§ **TASK DIRECTIONS**
Below are records to be output exactly, every one of them.

§ **INPUT MATERIAL**
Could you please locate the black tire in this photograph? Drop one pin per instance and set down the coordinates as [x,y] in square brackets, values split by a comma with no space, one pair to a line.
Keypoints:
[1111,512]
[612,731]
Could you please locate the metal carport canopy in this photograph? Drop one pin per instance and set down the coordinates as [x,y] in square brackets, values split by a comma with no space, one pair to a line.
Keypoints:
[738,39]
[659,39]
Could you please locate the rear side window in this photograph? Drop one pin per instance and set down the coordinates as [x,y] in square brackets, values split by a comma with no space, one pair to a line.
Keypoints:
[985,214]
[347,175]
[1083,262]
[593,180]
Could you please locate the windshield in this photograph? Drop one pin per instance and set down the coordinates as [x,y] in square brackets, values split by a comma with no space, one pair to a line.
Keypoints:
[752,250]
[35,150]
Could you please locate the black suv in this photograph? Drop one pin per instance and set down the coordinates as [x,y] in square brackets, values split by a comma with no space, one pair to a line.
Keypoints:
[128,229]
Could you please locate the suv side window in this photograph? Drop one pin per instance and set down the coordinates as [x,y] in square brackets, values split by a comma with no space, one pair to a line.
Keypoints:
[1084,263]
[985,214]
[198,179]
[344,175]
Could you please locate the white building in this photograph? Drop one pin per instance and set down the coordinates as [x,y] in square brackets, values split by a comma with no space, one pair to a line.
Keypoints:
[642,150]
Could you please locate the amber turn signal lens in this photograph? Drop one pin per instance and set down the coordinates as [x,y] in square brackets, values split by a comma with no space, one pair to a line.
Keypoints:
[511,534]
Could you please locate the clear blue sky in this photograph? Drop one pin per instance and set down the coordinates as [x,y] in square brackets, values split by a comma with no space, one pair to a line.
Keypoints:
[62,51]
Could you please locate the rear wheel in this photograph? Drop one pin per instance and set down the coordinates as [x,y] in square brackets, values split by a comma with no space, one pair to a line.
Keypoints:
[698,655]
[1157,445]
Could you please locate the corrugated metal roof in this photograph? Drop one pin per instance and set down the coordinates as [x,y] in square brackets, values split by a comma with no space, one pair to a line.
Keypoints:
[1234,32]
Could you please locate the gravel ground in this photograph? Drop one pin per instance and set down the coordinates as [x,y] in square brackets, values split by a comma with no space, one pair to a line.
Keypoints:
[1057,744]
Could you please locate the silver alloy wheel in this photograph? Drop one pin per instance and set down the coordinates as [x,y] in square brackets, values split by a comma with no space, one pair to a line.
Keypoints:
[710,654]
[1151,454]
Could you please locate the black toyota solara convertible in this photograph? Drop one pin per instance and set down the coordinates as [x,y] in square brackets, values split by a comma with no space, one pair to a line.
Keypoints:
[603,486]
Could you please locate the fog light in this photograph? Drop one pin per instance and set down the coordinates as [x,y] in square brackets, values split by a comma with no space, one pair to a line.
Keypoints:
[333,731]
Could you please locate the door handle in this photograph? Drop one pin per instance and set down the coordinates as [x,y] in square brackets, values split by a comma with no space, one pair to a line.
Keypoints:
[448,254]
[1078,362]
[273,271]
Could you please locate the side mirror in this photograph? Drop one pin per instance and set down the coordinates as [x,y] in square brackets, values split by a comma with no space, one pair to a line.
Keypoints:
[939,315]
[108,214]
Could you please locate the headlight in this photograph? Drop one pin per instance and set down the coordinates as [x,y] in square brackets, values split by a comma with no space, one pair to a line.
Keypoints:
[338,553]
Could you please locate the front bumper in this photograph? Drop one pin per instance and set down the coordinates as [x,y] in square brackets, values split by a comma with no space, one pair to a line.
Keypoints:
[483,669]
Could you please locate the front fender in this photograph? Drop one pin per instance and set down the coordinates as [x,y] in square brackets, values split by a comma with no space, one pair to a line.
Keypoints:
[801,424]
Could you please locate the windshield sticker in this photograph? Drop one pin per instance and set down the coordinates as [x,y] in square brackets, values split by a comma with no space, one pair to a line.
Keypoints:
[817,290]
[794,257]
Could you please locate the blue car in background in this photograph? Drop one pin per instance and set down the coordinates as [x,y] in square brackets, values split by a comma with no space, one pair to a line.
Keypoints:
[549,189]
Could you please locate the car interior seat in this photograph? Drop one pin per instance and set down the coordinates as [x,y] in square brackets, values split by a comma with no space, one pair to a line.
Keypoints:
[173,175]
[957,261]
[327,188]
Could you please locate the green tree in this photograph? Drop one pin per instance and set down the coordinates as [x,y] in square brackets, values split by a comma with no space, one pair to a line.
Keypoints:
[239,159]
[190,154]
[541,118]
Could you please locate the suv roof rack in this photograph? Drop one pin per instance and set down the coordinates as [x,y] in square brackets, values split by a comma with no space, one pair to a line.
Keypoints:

§ **ANSWER FOR THE TASK**
Could you please locate the black tire in this photograph? Drop one pin per instance and set down the coordinates as [x,y] in square brackets, values split by a comma with no space, one pair to a line.
Keypoints:
[1111,512]
[612,731]
Could you please locate the metal carport canopy in this photograph? Drop one pin per instance and set down the coordinates as [x,y] in square brackets, values split by a comma with no space, one pair to a line.
Keypoints:
[738,39]
[659,39]
Could you please locate the rear side window in this photograph? Drop one pin per instance and set down the coordinates as [x,y] in square brackets, values split by a comma with no space, one pair to a line.
Keypoints:
[985,214]
[347,175]
[1083,262]
[593,180]
Could you please locate the windshield in this photograph? Drop one pin per instance and set down the coordinates as [x,y] in square brackets, values split by a comma with no space, one pair to a line.
Keypoints:
[752,250]
[35,150]
Could you please locate the black suv in this photograph? Drop one pin per instance and set down the coordinates as [x,y] in square brackets, values split by a comma with no space, one pair to a line.
Keypoints:
[128,229]
Could you please locate the suv side window in this photograph? Drop one pin per instance and set down the coordinates as [x,y] in square brackets, values split by a comma with no space, one pair to a line.
Keypoints:
[1084,263]
[985,214]
[198,179]
[344,175]
Could you please locate the white building in this photograph? Drop one pin per instance and set down the coordinates as [x,y] in square brackets, values split by a comma with no space, one pair to a line.
Keypoints:
[642,150]
Could you please locate the amber turn signal lens in this photograph? Drop one pin per instance and set down the coordinates as [x,y] in square brackets, values split by a comma with no space, one pair to a line.
Keypoints:
[511,534]
Could you please locate the clear blue sky in this photograph? Drop one pin per instance and set down the coordinates as [x,y] in square brackets, values split by a comma with no space, one pair to a line.
Keypoints:
[62,51]
Could you please locate the rear wheel in this photograph? Drop one pin per instance and set down the coordinates as [x,y] in square brackets, values split by a comma with no space, one pair to a line.
Keypoints:
[698,655]
[1157,445]
Could you please locate the corrugated metal roof in this photograph? Drop one pin per instance and set down the coordinates as [x,y] in square brackets, values split by a comma with no space, one pair to a line.
Keypoints:
[1234,32]
Could you please locate the gravel ground in this photograph? Drop one pin per instance and set down the coordinates as [x,y] in square brackets, values split by a comma with no space, one pair to a line.
Keypoints:
[1057,744]
Could you please locate the silver alloy wheel in this photograph? Drop one pin per instance and set down the coordinates as [x,y] in square brackets, values split by a comma with no space, one pair to a line.
Keypoints:
[710,654]
[1151,454]
Could you please locate the black toyota solara convertible in this photograph? Drop one pin per instance and set down the coordinates as [x,y] in square brackets, values split by a comma with no space, one pair to a line.
Keypoints:
[603,486]
Could you please locate the fog light in this photograph? Drop one pin per instance and set down the coordinates as [x,y] in square brackets, values split by a comma with no space, one pair to a line.
Keypoints:
[333,731]
Could you please locate the door handle in this photograph? Drop one pin per instance and set down the coordinates as [x,y] in square brackets, values split by a comma with no space, one pair to a line.
Keypoints:
[448,254]
[1078,362]
[273,271]
Could you please locate the side mirror in this photograph? Drop one pin per instance and set down the coordinates as [x,y] in square brackets, values split by a comma with no space, one pair to a line.
Keypoints:
[939,315]
[108,214]
Could you please locate the headlight in this photograph? Drop one pin per instance and set down the coordinates as [x,y] in square brackets, values split by a comma with no space, one pair to a line.
Keypoints:
[338,553]
Could you please locate the front bumper in this photograph? Drop one pin per instance and set down the coordinates as [x,y] in square brackets, values split by a comma with no space, one pair to a line.
Keypoints:
[483,669]
Could you please locate the front fender in this photograph? Drop one pin per instance and set down the coordinates as [x,y] in square brackets, values split by a comma with no space, one pair to a line.
Keypoints:
[801,424]
Could you please locate the windshield sticker in this photograph? Drop one pin per instance and set down the coordinates as [x,y] in square brackets, values split by a comma with no space, one pair to a line.
Keypoints:
[817,290]
[794,257]
Could you please locate the blue car in background in this photograph? Drop one pin per instance and set down the coordinates as [x,y] in square brackets, values split by a comma with no space, one pair to a line.
Keypoints:
[549,189]
Could you please locate the car interior seat in this photograph? Drop one pin per instance and set down the coordinates as [x,y] in square brackets, values split by a comma with no space, one pair to a line.
Keypoints:
[173,175]
[957,261]
[327,188]
Could you please locate the green tree in this photograph? Drop one pin per instance and set down the coordinates as [x,y] in square brackets, values split by a comma with no space, one pair to a line.
Keypoints:
[239,159]
[190,154]
[541,118]
Could you please locate the suv roof rack in this photograph? Drop one pin per instance and set down the coordinates as [x,y] in square brackets, values split by a comma with no space, one pair to a line.
Keypoints:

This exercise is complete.